Re: Distance education for mental health



Admittedly it took some time for me to realise the issue was bigger than just having a stubborn child - sometimes she is a force of nature.


We have found a psychologist that she works well with but she finds the process very frustrating.  To be honest, sometimes I think I get more out of the sessions than she does.  


I really appreciate being heard.  It’s not a taboo topic and discuss it with friends but a lot of people find it hard to believe that my daughter has these issues. She acts and sings and loves to perform.  She is outspoken and passionate about her beliefs.  School is just not a happy place. 

Super star contributor

Re: Distance education for mental health

Hi @Chocolate, I’m sorry to hear about your daughter’s mental health issues and struggles with school. You sound like a really loving parent who has tried many avenues for help for your daughter. It can be so worrying when our kids stop attending school, but I was really relieved to find out my daughter isn’t the only one! 


My daughter’s now 16 and did the end of Year 9 then Year 10 via distance education due to mental illness and school refusal. The support from teachers was fabulous, and although my girl wouldn’t attendthem, the school held study groups, had social days etc where students could meet and socialise.

§ **Exercise requirements**
1. Answer these questions about the distance education forum thread:
(a) Who does the first writer think sometimes gets more out of the psychologist sessions?
(b) How old is the second writer's daughter now?
(c) Which school years did the second writer's daughter complete via distance education?
2. In the distance education thread, list everything the first writer says the daughter does or is in the two sentences that begin "She acts" and "She is outspoken."
3. Resume the forum thread on distance education for mental health from the last sentence shown.

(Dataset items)

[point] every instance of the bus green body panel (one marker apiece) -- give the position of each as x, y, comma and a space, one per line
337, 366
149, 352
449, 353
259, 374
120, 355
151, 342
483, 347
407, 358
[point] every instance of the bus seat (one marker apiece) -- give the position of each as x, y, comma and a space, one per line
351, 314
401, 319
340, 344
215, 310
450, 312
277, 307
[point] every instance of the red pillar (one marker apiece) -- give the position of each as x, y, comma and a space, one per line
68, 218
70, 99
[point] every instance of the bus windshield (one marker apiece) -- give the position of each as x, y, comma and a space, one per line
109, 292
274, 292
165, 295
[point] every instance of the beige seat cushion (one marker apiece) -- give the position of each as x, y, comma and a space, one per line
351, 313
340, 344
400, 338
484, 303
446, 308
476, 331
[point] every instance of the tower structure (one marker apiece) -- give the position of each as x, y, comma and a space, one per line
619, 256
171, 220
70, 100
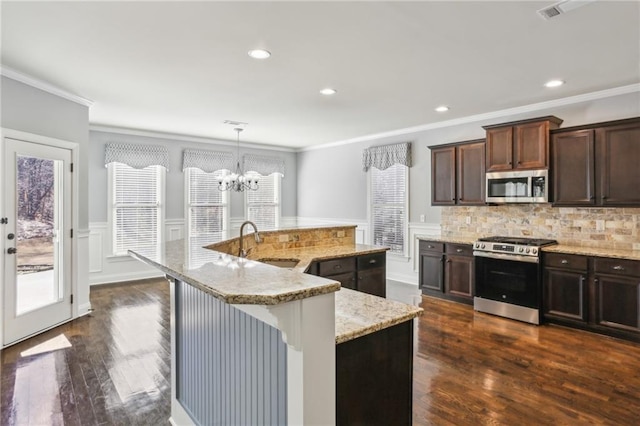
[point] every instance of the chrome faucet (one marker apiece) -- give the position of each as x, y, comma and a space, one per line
242, 252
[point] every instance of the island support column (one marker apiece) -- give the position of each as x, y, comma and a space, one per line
292, 381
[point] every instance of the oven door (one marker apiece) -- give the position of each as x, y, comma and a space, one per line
508, 281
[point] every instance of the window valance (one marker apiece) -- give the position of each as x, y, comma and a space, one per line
385, 156
208, 161
136, 156
263, 165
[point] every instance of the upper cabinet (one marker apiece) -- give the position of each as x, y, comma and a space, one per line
519, 145
457, 174
597, 166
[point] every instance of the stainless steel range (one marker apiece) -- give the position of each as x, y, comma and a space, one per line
509, 277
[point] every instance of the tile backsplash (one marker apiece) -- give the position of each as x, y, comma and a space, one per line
615, 228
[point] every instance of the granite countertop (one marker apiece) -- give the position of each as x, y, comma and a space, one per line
244, 281
306, 255
359, 314
453, 240
592, 251
236, 280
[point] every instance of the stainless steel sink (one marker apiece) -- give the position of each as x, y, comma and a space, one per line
281, 263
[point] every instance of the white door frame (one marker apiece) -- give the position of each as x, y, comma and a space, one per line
75, 156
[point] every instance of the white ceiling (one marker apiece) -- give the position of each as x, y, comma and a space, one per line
182, 67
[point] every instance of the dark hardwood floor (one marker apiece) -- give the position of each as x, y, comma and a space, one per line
113, 367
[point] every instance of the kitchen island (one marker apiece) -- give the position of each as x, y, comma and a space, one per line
255, 343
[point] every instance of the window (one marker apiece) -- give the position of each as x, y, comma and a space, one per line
137, 208
389, 207
263, 205
207, 207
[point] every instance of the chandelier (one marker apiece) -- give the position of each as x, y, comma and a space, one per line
238, 181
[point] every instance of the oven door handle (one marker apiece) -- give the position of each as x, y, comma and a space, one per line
512, 257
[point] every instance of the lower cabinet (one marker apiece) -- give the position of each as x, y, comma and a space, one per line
374, 378
594, 293
447, 270
366, 273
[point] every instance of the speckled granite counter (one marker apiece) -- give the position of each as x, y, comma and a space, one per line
235, 280
453, 240
591, 251
359, 314
244, 281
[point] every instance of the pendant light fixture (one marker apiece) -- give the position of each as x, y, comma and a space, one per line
238, 181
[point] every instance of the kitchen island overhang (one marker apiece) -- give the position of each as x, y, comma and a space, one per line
270, 331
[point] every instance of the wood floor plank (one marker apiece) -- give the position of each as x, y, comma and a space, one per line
469, 368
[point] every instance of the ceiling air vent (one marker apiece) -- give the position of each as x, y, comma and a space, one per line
562, 7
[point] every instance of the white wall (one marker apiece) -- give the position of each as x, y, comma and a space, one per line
332, 186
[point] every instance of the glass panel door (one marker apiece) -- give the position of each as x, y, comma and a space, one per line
37, 251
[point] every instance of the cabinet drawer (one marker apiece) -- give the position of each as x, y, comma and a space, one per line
630, 268
337, 266
431, 246
460, 249
370, 261
568, 261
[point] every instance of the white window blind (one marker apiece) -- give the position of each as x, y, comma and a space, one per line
207, 208
389, 205
137, 208
263, 205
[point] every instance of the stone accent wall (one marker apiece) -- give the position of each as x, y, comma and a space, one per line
615, 228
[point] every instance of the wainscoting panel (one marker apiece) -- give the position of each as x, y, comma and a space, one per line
230, 367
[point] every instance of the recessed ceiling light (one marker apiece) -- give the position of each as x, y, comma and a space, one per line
554, 83
259, 53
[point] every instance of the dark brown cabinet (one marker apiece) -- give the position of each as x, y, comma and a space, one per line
595, 293
617, 294
597, 166
447, 270
565, 287
366, 273
457, 174
458, 270
519, 145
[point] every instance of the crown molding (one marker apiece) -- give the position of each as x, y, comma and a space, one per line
602, 94
44, 86
185, 138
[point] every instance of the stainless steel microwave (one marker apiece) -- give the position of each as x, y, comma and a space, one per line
526, 186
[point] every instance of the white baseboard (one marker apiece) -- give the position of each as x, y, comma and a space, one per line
126, 276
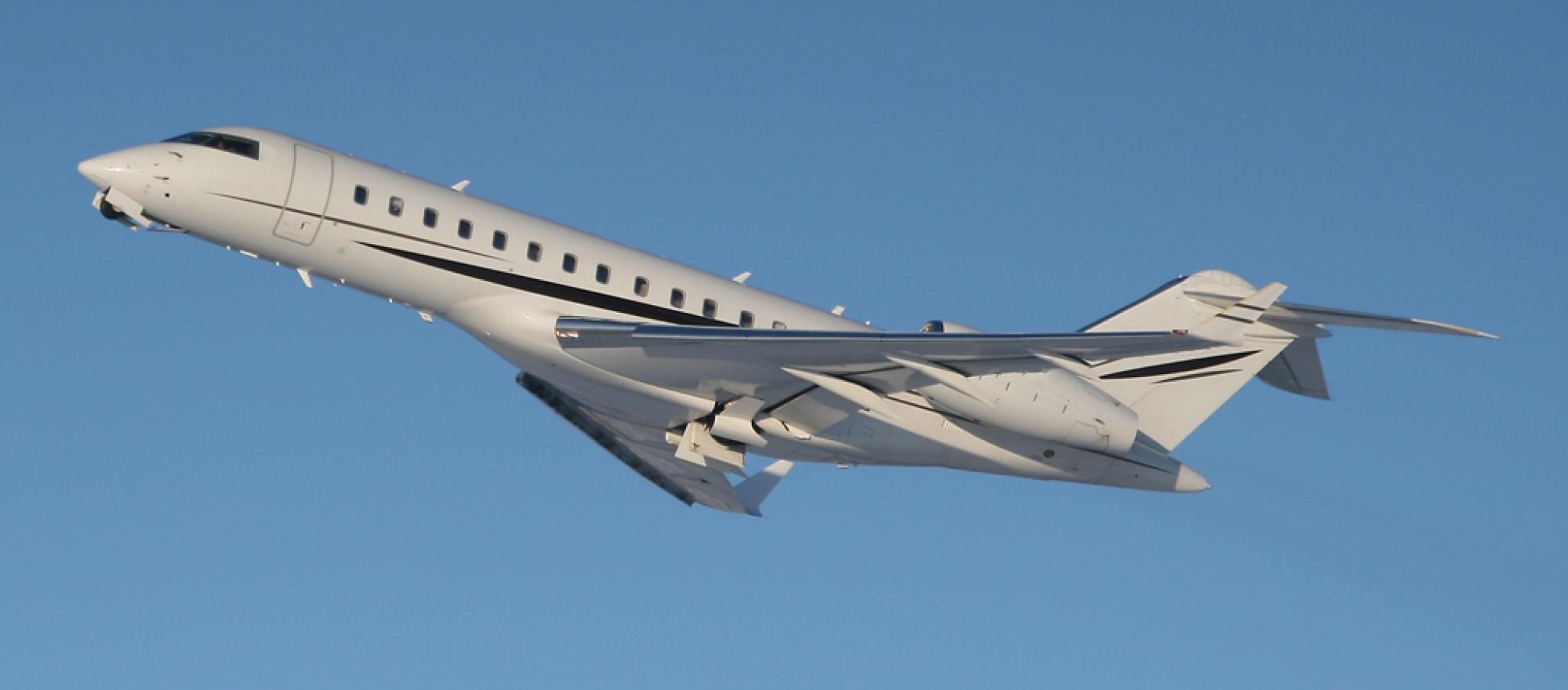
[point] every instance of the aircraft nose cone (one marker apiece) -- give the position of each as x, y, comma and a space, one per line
100, 172
1189, 481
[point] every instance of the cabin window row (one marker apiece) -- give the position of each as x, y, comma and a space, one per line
535, 253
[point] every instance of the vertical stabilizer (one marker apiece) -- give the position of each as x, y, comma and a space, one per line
1177, 393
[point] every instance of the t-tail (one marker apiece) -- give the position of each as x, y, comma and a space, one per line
1272, 340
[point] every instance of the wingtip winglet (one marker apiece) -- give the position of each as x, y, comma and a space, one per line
757, 488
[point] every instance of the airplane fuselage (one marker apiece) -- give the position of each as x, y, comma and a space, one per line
507, 277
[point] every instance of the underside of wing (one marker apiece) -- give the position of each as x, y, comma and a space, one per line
647, 451
772, 366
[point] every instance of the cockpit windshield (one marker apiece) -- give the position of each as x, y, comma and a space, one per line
214, 140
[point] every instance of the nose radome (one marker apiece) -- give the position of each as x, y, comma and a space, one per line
100, 172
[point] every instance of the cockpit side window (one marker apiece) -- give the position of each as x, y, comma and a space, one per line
214, 140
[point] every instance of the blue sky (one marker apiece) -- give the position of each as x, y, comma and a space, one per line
216, 478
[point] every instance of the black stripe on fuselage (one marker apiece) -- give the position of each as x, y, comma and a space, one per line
535, 286
1180, 368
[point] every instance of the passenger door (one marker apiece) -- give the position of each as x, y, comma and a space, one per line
307, 203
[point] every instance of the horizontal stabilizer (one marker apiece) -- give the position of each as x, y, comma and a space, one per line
1340, 318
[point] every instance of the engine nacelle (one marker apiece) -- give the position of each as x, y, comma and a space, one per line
1053, 405
948, 327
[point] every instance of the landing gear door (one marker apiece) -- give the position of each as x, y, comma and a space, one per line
313, 183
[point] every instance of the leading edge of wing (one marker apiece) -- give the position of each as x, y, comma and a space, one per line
680, 479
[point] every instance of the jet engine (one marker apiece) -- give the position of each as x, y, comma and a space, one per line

§ **Replies**
1.
(a) The first writer, rather than the daughter.
(b) 16.
(c) The end of Year 9, then Year 10.

2.
- Acts
- Sings
- Loves to perform
- Outspoken
- Passionate about her beliefs

3.
Teachers kept in contact via phone and email with my daughter, and her head teacher rang me every now and then to give me an update or if any assessments were late. If my daughter wasn’t managing because of her mental health issues they worked with us really compassionately and I found all the teachers to be so understanding with teens like mine. 


My daughter lost all but one of her friends from high school, however she did keep up with tennis once a week and enjoys her friends and social time there. She also worked at McDonalds for a while and made new friends there as they employ so many young people. 

It’s great that your daughter would still attend drama classes, and if she can still catch up with friends after school or on weekends, hopefully that will maintain her friendships. 


It does feel like a big decision, but remember that if you choose to go the distance ed route, if it’s not working for your daughter for whatever reason, she can always go back to school. My daughter had a dual enrolment for many months with her local high school and the distance ed school, so you could look at doing the same while you trial distance ed.